SET EXERCISE: List every person the blog post below names with both a first name and a surname.

SELECTED TEXT:

After racing 170 miles across France as bitter cold sent tears down his cheeks, Sgt. Johnny Holmes reached Reims and the sound of German guns. For the next 183 days, the fighting continued nonstop as his Army tank unit, made up of black soldiers, hastened the end of a war they were barely invited to join.
By the time it was over, Holmes had battled all the way across Germany in one of two units whose determination in World War II put to rest the myth that black troops wouldn't fight as well as their white counterparts. Thirty-four of his fellow soldiers had lost their lives.
Today, the men still standing from those units--the first and last all-black armor battalions in the U.S. Army--are close to the end, proud but fading. When they are gone, time will have done what the Nazis couldn't, and it might take something more: memories of honor earned despite the racial prejudice of their generation. Read the rest of these heroes story.
Then there is this story of love between polar opposite brothers:
The tree is a memorial to his younger brother, Army Sgt. 1st Class Jonathan Tessar, killed last fall in a roadside bombing while leading a convoy on patrol in Iraq.
The tree also is a reminder of his brother's devotion to a cause that was beyond Bill Tessar's ken. Until now.
"I'm embarrassed to say it, but honestly I didn't pay a lot of attention to the people out there serving our country," he said. "I never really looked at it as an act of patriotism or bravery, until my brother lost his life."
...Bill always struggled to understand his brother's choice. "I would never, never have signed up" for the military, he said.
"My brother had a passion for it. And I never really understood what that meant until now. ...
"He really believed he was doing something to make the world a better place. Now, I look at his sacrifice and ask myself, 'Would I die for my job? Would you die for this story, for your job?' My brother was willing to die. And he did." Again, read the whole thing.
Not bad for an MSM paper, I certainly was pleasantly surprised.
And finally, as usual, Victor Davis Hanson provides another must read column for the occasion.
Friday, May 19, 2006
Blog Catch-Up
I'm still catching up on all I've missed in the blogosphere over the last few weeks. At times this feels like an exercise in futility - the blogosphere moves at incredible velocity. So, in one post, here are some highlights, read the whole thing applies to each one.
One wonders why this has gotten so little play in the American media, but a captured Al Qaeda correspondence says (and I'm paraphrasing) that they are getting their asses handed to them in every way in Iraq, 'every year is worse than the last' the captured document laments.
Reading further, it becomes clear why so little attention has been paid. Al-Qaeda counts exactly one success in Iraq: their ability to manipulate the American Media into believing that the Iraq situation is out of control! No wonder the MSM have their senses turned to ignore, thankfully, Ed Morrissey is paying close attention.
More cognitive dissonance:
Little Green Footballs has video of that hero of the left, Noam Chomsky visiting with, and tipping his cap to those who defend with violence such progressive causes as treating women as second class citizens and imposing Islamic theocracy. But hey, at least he's against stupid Bush, seemingly the sole necessary quality to achieve leftist hero status.

DATA SHOWN:
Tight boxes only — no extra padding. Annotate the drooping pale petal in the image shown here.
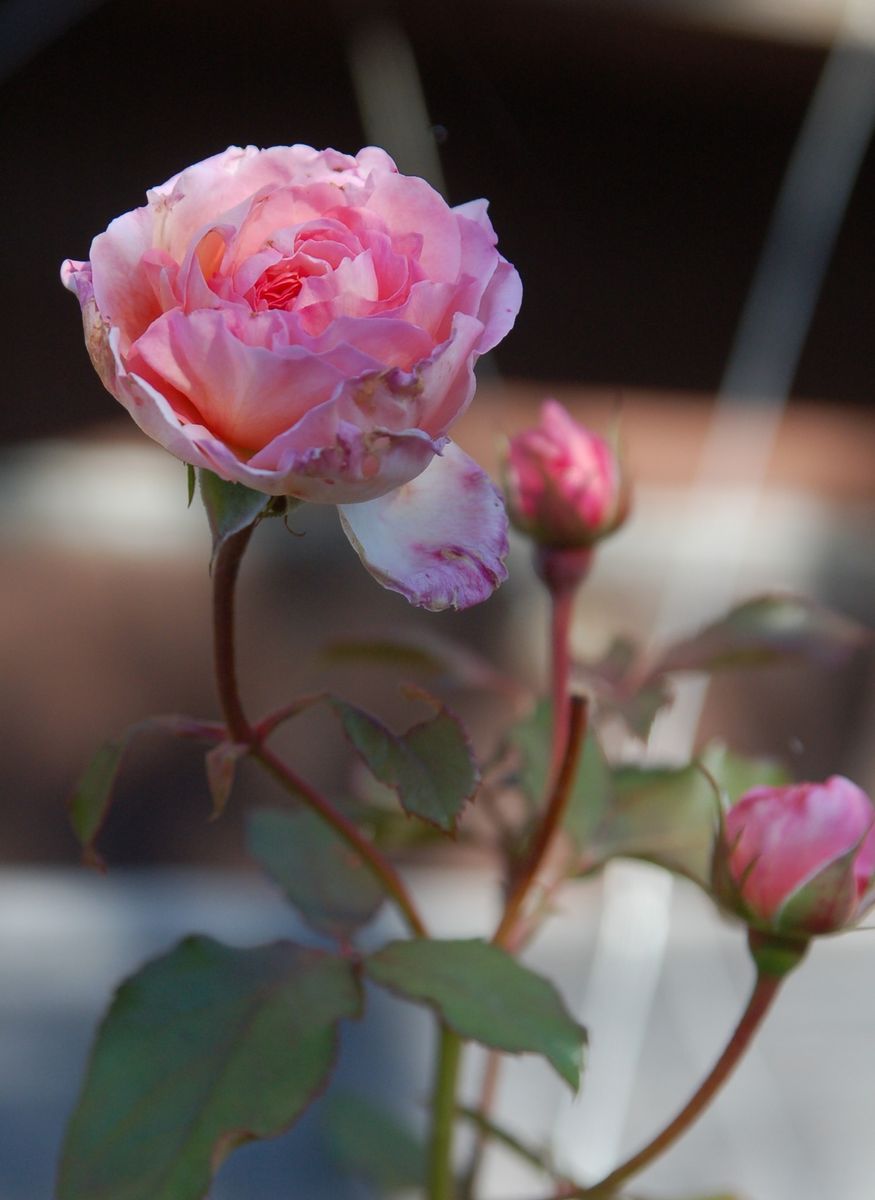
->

==

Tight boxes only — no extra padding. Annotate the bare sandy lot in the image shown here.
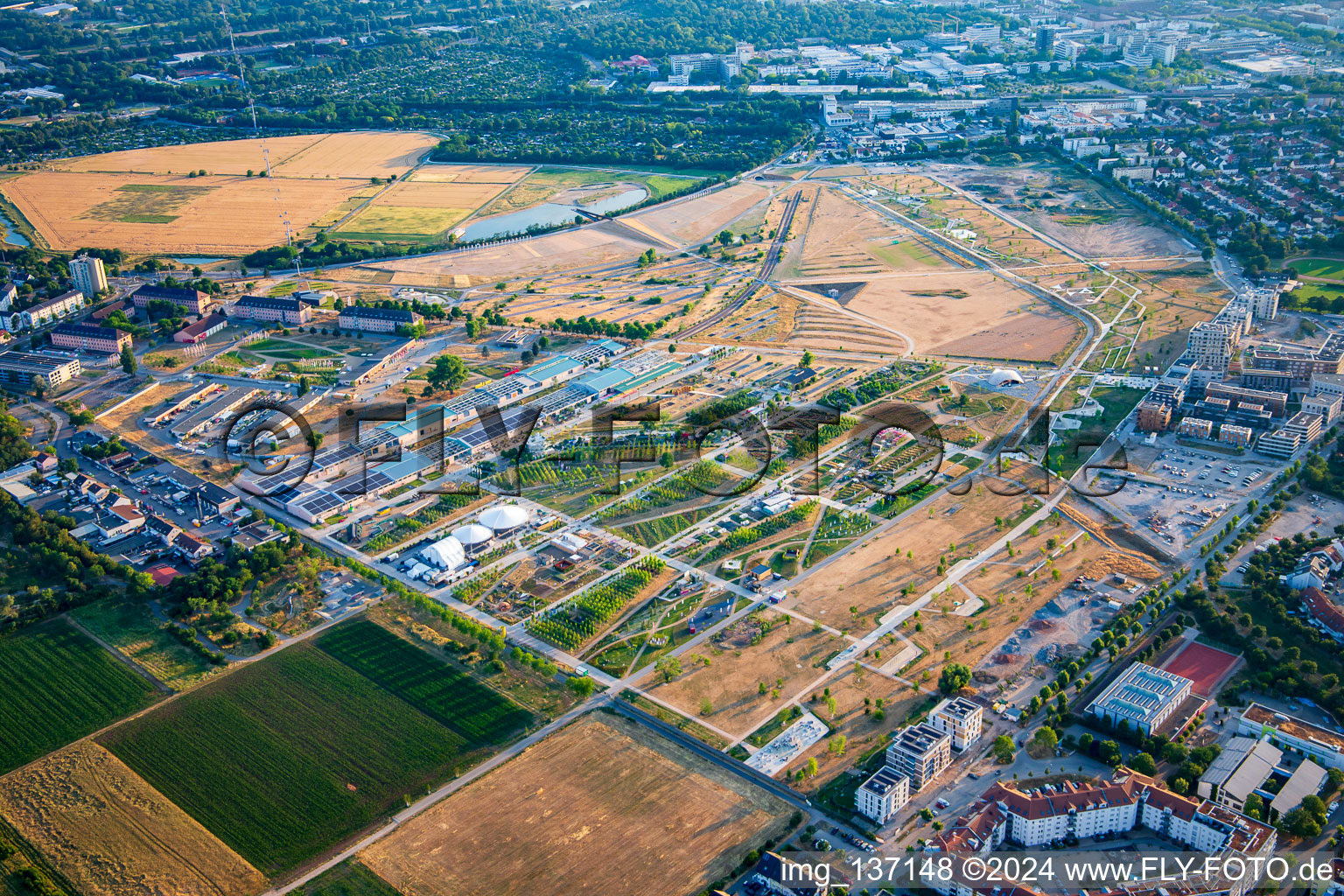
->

ANSWER TO THIS PROBLEM:
Johnny Holmes
Jonathan Tessar
Bill Tessar
Victor Davis Hanson
Ed Morrissey
Noam Chomsky